GIVEN DATA:

## Start

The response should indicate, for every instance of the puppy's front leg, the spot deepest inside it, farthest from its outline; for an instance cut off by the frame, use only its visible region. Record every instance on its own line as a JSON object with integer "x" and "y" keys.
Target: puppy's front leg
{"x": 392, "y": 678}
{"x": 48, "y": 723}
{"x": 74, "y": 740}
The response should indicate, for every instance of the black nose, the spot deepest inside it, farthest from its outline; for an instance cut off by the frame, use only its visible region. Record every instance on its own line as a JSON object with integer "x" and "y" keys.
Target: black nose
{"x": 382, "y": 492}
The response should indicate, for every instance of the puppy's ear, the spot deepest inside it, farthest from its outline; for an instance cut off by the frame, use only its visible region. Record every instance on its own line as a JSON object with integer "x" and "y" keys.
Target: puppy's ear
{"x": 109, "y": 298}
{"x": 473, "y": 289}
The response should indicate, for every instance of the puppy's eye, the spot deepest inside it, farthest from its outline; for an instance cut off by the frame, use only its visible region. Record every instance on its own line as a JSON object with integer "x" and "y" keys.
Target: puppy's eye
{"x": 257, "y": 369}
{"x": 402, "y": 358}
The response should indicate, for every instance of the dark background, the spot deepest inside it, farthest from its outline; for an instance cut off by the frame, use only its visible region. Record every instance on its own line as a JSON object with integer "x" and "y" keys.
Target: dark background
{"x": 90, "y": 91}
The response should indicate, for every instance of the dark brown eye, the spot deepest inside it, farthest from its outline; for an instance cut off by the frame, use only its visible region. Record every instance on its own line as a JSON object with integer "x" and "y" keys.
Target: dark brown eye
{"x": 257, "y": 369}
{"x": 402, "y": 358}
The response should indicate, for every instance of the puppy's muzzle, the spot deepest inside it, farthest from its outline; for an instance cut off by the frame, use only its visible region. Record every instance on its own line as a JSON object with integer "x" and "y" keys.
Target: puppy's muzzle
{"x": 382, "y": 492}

## End

DO THIS: Retype exactly, please, each line from the line that contains "puppy's eye, the" through the last line of the entries above, with nothing added.

TASK RESPONSE:
The response should indicate, for every instance of the puppy's eye, the spot deepest inside it, farthest from its outline; for an instance cut off by the frame, use only its visible region. Record every instance on its own line as a JSON object with integer "x" and "y" keys.
Target: puppy's eye
{"x": 257, "y": 369}
{"x": 402, "y": 358}
The response should indicate, for every instance of the dark background, the spot deepest inside it, farthest from its outline; for an instance cut off by the frame, use only its visible region. Record every instance on its own line as a JSON object with integer "x" and "y" keys.
Target: dark background
{"x": 90, "y": 91}
The response should indicate, for every instance of the dark brown eye, the spot deepest inside it, farthest from its outline; for an instance cut off by the frame, use only its visible region. Record every instance on its own line as a JSON object with integer "x" and "y" keys.
Target: dark brown eye
{"x": 257, "y": 369}
{"x": 402, "y": 358}
The response should indicate, for every instance of the puppy's muzzle, the spot deepest inside it, farthest from its outline; for an instance cut off by the frame, use only its visible region. Record every instance on its own line as a JSON object with integer "x" and "y" keys.
Target: puppy's muzzle
{"x": 382, "y": 492}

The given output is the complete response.